PROBLEMS TO SOLVE
• 1. Reproduce everything in the passage on preterm infant survival from "In this study, we" down to "LOS in NICUs.".
• 2. Render this sentence from the passage on preterm infant survival in Spanish: "While efforts are needed to improve survival further, there is an urgent need to investigate and prevent factors associated with increasing BPD."

── TEXT PASSAGE ──

Like other HIC networks, the survival of our VPTN had increased. However, our highest survival rate attained by 2018 (83.9%) was still lower than those of many HICs where rates were ≥90%.1 2 4 5 Our improved survival was most marked in higher gestation groups, unlike those in HICs where lower gestation groups had the most marked improvement in recent years. One reason for this difference is that the survival of higher gestation VPTN in these HIC had already achieved ≥90% since previous decade.1 3–5 7 A second reason is the limited resources led many of our NICUs to focus their care more on higher gestation VPTN.

There were several factors contributing to improved survival in the MNNR over these 10 years (table 2). In epoch-2, there were more mature and heavier VPTN born; moderately higher rates of use of ANS, LSCS, and eCPAP; and lower proportions of outborns, LOS, pneumothorax, NEC and sIVH than in epoch-1. However, in epoch-2, there were more VPTN admitted to smaller NICUs, less use of surfactant and higher rates of moderate and severe AH. These two sets of opposing factors most likely accounted for the modest magnitude of improved survival, as multivariate logistic regression analysis showed that failure to use these care practices and presence of major morbidities were significant predictors of mortality. To improve survival further, we need to increase the use of these care practices and reduce major morbidities further, with particular focus on decreasing incidence of AH. A quality-improvement study in Canada over a 14-year period (2004–2017) demonstrated that increased use of ANS, and increased rates of admission normothermia resulted in significant increase in survival without major morbidity in their VPTN.²³

Like reports from HICs networks,¹ the incidence of BPD in MNNR had increased during these 10 years. This means the quality of life of surviving VPTN in the MNNR would be compromised. While efforts are needed to improve survival further, there is an urgent need to investigate and prevent factors associated with increasing BPD. Furthermore, as all major morbidities (LOS, NEC, BPD and sIVH) adversely affect neurodevelopment outcomes of VPTN, we need to identify and implement effective strategies to further reduce these morbidities. By doing so, this will also help to reduce in-hospital mortality.

In this study, we have identified four relatively low-cost modifiable care practices with potential to further improve survival and morbidities in Malaysian NICUs. They are (A) use of ANS, (B) prevention of MSAH, (C) use of eCPAP and (D) prevention of LOS. Given our country’s limited resources, our priorities to further improve outcome should be (A) increasing use of ANS for impending premature delivery and (B) allocating more funding for facilities and training on use of eCPAP, prevention of hypothermia in delivery rooms and during transport, and prevention of LOS in NICUs.

───
── ENTRIES SUPPLIED ──

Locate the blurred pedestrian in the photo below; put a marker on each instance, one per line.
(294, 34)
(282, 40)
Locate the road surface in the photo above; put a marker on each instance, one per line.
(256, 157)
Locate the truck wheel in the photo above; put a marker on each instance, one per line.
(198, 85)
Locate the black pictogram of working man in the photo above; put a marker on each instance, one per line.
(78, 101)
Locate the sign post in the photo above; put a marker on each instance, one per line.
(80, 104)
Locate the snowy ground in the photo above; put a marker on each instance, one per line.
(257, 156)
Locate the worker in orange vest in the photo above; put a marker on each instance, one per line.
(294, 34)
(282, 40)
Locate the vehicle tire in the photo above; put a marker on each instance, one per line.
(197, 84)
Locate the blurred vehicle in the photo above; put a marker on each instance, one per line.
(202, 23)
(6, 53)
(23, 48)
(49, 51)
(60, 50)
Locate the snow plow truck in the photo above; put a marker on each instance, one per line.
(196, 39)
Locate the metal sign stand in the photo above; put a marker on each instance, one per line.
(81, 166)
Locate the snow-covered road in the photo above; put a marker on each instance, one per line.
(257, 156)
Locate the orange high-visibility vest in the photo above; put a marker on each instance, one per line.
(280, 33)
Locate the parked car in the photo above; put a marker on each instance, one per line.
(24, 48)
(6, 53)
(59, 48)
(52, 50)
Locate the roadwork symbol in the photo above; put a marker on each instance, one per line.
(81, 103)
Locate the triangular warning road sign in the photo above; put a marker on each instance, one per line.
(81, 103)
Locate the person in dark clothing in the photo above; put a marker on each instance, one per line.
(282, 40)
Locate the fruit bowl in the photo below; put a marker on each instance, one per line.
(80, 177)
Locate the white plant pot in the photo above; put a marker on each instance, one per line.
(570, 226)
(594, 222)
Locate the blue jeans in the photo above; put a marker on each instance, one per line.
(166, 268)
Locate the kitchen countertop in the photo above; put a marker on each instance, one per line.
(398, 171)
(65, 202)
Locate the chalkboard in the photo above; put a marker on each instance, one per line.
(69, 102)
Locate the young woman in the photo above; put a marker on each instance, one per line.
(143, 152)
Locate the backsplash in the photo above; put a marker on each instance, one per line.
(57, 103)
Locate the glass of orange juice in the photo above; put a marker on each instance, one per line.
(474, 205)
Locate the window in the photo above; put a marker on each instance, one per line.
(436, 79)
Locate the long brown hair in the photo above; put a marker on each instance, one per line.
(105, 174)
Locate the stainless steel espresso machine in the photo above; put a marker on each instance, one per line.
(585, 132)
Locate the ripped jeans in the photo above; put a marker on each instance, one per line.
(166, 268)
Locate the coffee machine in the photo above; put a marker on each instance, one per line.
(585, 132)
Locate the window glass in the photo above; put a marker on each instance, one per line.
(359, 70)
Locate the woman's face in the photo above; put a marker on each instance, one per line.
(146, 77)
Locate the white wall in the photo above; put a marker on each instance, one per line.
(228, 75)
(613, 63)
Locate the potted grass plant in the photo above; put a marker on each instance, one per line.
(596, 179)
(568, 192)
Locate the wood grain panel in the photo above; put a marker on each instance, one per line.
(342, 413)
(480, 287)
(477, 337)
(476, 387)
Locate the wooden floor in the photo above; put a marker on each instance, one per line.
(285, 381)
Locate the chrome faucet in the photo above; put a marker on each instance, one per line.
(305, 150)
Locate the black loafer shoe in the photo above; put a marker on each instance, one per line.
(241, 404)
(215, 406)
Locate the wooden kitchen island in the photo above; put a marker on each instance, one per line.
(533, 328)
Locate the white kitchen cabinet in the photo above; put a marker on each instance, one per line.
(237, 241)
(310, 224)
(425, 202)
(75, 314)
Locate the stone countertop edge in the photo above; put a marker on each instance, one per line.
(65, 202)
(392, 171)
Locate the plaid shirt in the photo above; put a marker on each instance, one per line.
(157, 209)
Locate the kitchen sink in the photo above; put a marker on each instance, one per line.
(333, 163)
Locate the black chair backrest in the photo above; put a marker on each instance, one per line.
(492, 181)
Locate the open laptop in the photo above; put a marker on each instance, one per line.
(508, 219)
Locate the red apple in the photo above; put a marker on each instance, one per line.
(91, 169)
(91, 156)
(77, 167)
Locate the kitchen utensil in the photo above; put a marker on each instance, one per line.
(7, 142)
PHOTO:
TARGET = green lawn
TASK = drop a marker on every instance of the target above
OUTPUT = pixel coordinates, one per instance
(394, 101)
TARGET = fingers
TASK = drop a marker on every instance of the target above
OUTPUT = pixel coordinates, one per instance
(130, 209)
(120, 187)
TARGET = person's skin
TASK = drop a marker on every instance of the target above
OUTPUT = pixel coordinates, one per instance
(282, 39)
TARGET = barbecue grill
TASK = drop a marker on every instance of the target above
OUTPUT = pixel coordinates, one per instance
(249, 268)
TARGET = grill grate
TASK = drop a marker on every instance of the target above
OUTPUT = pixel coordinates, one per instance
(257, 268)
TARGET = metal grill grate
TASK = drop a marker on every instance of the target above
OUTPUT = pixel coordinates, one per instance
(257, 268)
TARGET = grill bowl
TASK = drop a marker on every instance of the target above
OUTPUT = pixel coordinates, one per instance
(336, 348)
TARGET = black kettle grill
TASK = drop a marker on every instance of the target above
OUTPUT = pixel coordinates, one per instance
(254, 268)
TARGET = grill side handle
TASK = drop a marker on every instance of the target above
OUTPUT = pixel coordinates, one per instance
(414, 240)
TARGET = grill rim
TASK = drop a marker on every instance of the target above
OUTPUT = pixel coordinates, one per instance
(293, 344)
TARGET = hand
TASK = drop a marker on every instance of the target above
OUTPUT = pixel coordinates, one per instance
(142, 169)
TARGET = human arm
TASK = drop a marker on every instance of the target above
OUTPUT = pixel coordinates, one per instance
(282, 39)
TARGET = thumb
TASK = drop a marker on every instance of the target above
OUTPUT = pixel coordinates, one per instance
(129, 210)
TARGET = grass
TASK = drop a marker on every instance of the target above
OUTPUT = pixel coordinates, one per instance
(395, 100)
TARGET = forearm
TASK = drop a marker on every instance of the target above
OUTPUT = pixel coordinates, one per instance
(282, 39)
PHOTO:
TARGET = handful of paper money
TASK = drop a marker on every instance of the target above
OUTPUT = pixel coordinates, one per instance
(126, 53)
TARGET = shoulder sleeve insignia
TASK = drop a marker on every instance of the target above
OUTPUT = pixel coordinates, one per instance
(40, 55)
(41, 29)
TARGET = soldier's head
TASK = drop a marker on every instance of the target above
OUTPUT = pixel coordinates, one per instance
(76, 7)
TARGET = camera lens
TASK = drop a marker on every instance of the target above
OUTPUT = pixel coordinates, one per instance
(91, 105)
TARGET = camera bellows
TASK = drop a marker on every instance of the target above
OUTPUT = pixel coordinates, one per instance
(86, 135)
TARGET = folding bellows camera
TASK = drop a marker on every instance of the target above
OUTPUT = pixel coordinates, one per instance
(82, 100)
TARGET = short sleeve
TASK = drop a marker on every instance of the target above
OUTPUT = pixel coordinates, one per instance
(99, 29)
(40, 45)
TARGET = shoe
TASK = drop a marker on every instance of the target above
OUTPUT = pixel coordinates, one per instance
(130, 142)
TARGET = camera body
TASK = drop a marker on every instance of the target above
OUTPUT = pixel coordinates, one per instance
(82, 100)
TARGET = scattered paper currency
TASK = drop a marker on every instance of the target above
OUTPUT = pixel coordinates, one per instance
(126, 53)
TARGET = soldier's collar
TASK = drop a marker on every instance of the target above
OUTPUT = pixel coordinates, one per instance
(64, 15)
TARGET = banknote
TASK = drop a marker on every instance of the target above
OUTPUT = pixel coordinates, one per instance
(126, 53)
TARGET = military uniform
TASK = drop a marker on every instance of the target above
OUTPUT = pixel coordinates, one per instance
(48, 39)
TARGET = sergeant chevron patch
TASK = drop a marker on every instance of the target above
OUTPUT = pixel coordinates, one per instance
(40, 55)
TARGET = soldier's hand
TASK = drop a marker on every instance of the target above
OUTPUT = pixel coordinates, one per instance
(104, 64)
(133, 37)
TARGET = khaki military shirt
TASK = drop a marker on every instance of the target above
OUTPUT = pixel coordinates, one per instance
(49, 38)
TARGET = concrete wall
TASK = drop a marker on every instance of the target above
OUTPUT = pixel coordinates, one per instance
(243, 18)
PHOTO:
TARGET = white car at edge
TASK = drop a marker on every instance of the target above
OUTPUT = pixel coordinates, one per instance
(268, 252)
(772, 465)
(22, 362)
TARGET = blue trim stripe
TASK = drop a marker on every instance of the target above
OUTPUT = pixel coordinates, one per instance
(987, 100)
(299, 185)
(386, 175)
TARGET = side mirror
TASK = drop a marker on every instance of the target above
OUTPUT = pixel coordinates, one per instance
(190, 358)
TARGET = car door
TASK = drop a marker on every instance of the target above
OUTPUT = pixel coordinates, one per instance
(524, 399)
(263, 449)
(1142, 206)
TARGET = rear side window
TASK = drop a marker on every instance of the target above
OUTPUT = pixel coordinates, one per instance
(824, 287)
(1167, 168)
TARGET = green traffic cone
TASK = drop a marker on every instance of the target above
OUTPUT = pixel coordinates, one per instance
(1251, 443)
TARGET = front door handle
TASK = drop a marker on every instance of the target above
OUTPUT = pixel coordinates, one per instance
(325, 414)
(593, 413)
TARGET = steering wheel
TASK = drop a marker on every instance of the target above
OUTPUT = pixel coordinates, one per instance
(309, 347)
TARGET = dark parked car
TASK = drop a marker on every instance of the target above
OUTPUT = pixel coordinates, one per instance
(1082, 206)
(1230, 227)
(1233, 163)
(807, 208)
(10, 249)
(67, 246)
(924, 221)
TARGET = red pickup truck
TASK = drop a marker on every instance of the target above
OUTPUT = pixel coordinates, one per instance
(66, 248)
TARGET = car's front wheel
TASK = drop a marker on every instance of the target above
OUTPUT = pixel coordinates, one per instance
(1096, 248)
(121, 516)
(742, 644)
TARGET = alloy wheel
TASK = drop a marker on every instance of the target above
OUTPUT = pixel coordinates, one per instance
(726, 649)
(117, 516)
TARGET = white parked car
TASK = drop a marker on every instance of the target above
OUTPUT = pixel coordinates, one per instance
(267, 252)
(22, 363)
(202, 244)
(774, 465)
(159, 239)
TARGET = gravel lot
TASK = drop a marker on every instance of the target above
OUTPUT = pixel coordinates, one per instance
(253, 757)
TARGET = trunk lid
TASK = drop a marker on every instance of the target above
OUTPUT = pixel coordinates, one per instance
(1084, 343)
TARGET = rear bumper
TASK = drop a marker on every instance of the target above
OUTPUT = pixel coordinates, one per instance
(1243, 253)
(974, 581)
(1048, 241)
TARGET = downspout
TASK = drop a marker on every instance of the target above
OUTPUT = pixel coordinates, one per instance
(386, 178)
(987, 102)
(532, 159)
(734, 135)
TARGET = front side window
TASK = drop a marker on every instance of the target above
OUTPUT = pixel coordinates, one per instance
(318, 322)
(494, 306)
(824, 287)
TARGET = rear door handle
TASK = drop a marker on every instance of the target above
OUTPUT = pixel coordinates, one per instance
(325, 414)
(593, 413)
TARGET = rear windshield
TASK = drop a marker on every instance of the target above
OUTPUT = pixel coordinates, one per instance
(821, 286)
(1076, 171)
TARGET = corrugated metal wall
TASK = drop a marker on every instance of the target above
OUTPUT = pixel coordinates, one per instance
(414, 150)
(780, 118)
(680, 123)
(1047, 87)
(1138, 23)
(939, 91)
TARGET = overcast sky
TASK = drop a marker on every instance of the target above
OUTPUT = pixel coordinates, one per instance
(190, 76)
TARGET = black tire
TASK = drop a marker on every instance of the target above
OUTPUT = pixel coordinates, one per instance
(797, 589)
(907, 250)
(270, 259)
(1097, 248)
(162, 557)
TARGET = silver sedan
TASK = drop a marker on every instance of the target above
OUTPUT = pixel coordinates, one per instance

───

ANSWERS GIVEN
• 1.
In this study, we have identified four relatively low-cost modifiable care practices with potential to further improve survival and morbidities in Malaysian NICUs. They are (A) use of ANS, (B) prevention of MSAH, (C) use of eCPAP and (D) prevention of LOS. Given our country’s limited resources, our priorities to further improve outcome should be (A) increasing use of ANS for impending premature delivery and (B) allocating more funding for facilities and training on use of eCPAP, prevention of hypothermia in delivery rooms and during transport, and prevention of LOS in NICUs.

• 2. Si bien se necesitan esfuerzos para mejorar aún más la supervivencia, existe una necesidad urgente de investigar y prevenir los factores asociados con el aumento de la BPD.